Entries provided:
-- BEGIN --

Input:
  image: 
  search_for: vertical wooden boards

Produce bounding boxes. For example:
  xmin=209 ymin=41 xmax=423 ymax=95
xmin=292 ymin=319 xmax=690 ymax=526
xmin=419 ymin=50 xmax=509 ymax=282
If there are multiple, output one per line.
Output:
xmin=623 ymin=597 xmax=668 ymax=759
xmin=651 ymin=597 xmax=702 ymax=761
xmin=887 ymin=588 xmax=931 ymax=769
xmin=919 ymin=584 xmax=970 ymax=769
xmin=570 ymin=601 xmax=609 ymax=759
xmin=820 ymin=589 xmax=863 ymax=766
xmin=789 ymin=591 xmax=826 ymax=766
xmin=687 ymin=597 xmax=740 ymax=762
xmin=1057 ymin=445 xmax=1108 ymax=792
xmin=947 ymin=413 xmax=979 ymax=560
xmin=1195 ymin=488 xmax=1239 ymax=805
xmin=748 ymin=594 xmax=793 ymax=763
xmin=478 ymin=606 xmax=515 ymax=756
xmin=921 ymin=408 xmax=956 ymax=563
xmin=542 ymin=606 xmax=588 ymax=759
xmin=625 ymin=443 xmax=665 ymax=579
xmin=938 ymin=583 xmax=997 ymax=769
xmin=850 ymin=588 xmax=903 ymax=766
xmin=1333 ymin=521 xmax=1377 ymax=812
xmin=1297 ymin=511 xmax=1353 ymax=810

-- END --

The exercise: Render every line of the entries above as a Markdown table with two columns, Row and Line, numbering the rows in order. Omit any blank lines.

Result:
| Row | Line |
|---|---|
| 1 | Input: |
| 2 |   image:  |
| 3 |   search_for: vertical wooden boards |
| 4 | Produce bounding boxes. For example: |
| 5 |   xmin=209 ymin=41 xmax=423 ymax=95 |
| 6 | xmin=292 ymin=319 xmax=690 ymax=526 |
| 7 | xmin=419 ymin=50 xmax=509 ymax=282 |
| 8 | If there are multiple, output one per line. |
| 9 | Output: |
| 10 | xmin=623 ymin=597 xmax=668 ymax=759 |
| 11 | xmin=651 ymin=597 xmax=702 ymax=761 |
| 12 | xmin=887 ymin=588 xmax=931 ymax=769 |
| 13 | xmin=919 ymin=584 xmax=970 ymax=769 |
| 14 | xmin=570 ymin=601 xmax=609 ymax=759 |
| 15 | xmin=820 ymin=589 xmax=863 ymax=766 |
| 16 | xmin=789 ymin=591 xmax=826 ymax=766 |
| 17 | xmin=687 ymin=597 xmax=740 ymax=762 |
| 18 | xmin=1057 ymin=445 xmax=1108 ymax=792 |
| 19 | xmin=947 ymin=413 xmax=979 ymax=560 |
| 20 | xmin=1195 ymin=488 xmax=1239 ymax=805 |
| 21 | xmin=748 ymin=594 xmax=793 ymax=763 |
| 22 | xmin=478 ymin=606 xmax=515 ymax=756 |
| 23 | xmin=921 ymin=408 xmax=956 ymax=563 |
| 24 | xmin=542 ymin=606 xmax=588 ymax=759 |
| 25 | xmin=625 ymin=443 xmax=665 ymax=579 |
| 26 | xmin=938 ymin=583 xmax=997 ymax=769 |
| 27 | xmin=850 ymin=588 xmax=903 ymax=766 |
| 28 | xmin=1333 ymin=521 xmax=1377 ymax=812 |
| 29 | xmin=1297 ymin=511 xmax=1353 ymax=810 |